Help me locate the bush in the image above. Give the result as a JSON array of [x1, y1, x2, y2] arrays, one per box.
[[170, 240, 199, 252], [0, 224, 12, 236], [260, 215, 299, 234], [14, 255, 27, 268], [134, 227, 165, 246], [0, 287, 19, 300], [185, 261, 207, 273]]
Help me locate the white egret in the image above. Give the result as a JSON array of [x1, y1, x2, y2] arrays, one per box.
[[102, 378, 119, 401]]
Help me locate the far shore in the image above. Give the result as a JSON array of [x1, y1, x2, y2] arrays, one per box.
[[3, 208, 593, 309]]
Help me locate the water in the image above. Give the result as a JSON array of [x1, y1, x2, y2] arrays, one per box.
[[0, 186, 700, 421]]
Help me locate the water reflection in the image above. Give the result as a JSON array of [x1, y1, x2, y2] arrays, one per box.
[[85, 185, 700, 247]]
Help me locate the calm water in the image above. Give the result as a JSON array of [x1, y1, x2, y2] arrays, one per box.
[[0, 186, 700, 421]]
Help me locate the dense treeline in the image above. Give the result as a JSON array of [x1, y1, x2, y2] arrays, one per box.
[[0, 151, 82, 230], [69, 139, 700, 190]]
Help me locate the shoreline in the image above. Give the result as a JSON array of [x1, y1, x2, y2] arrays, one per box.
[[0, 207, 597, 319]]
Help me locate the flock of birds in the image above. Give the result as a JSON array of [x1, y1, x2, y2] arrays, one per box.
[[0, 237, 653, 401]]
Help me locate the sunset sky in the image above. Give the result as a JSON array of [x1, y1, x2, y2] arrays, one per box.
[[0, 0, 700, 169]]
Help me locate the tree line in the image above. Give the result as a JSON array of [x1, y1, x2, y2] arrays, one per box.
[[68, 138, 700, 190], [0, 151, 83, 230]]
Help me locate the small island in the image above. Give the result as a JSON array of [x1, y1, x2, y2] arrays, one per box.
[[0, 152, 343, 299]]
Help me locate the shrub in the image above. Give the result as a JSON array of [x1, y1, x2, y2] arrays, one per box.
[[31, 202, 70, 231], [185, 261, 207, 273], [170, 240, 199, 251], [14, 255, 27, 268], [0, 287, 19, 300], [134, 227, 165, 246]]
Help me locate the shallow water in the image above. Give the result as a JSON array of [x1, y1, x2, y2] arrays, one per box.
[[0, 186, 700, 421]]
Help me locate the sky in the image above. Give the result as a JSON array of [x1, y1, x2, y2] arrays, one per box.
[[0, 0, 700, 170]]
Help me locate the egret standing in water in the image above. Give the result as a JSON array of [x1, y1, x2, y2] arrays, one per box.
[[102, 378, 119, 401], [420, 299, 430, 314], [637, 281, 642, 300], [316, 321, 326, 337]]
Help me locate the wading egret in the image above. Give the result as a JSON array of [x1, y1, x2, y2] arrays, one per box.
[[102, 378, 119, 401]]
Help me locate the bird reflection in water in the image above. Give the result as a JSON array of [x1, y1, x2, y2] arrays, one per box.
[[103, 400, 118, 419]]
================
TAREA: Cuenta las líneas de los registros que contienen la palabra "egret", teniendo en cuenta las mayúsculas y minúsculas. Responde únicamente con el número.

RESULTADO CORRECTO: 3